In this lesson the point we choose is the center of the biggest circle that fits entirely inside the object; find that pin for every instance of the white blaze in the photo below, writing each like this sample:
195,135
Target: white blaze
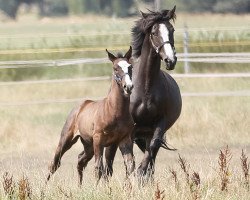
165,36
125,65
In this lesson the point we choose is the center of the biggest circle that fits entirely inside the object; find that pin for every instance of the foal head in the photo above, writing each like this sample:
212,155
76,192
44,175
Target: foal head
122,71
161,34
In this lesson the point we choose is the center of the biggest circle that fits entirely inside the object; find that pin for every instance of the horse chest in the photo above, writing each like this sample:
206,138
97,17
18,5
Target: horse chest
114,132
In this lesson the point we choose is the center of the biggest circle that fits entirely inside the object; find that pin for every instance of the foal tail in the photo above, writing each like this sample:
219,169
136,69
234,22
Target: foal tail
67,139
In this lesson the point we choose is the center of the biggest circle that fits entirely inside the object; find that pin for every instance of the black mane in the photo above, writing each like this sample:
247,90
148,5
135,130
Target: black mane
143,25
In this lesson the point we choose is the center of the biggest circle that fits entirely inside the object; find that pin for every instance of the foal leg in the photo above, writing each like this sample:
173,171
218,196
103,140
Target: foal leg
83,158
109,156
65,143
126,148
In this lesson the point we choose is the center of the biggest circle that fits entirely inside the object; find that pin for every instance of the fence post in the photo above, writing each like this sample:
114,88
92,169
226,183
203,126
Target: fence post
185,46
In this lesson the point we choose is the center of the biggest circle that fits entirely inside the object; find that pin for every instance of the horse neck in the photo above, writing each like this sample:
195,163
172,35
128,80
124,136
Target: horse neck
148,68
117,102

> **Work instruction**
Each record above is to be written out exactly; the pictures are not.

> **Exercise result**
In this lesson the point we choose is the center of the biggest circle that fits entirely inside the object; find that pin for every instance of the white blaze in the photo below, writing each like this sample:
195,135
Target: white blaze
165,36
125,65
In this lesson the point we choose is the center of the biggest circle that fits entirely inside the object; find that pin for every instance of the foal head in the photo above, writing each like this sample:
212,155
76,192
44,175
Target: foal head
122,71
161,34
In this lesson the point we choose is the center of the biggest circle that fits entirely inside the object; find that pin for every instance of the horse chest in the photo above, writing each like this sample:
206,138
97,17
18,5
Target: horse chest
114,132
In this lesson the point we choose is the center of the biggest circle that fits entirely inside the object; find that pin for every instance of the foal tail in the photo above, writing each like this sample:
219,169
136,69
234,22
Target: foal tail
67,139
In this lesson the point we choose is the center of the biggest circle that fits entirely inside the object; find that pin for every instance of the black mane in the photo above, writing each like this sample:
247,90
148,5
135,130
Target: black mane
143,25
In this lesson the point we choose is the center of the biggest circle that fits entirely inside the object; find that pin for every instance of the foal leg in the photo above, writing each like this sample:
173,171
218,196
103,140
Target: foal leg
83,158
109,156
65,143
126,148
In this lesson the point we choose is the center of the biggest circle that fits entirely inside the object; find that pin for every instance of the fence post in the photo above, writing each like this sample:
114,88
92,169
226,183
203,126
Target: fence post
185,46
In this lesson the point we choose is the center of the biggest circle that fits entirely inside the object; find that pin for every instance of the horse neck in the photo above, writing each like this sample:
195,163
172,35
128,80
124,136
Target: horse neck
148,68
117,102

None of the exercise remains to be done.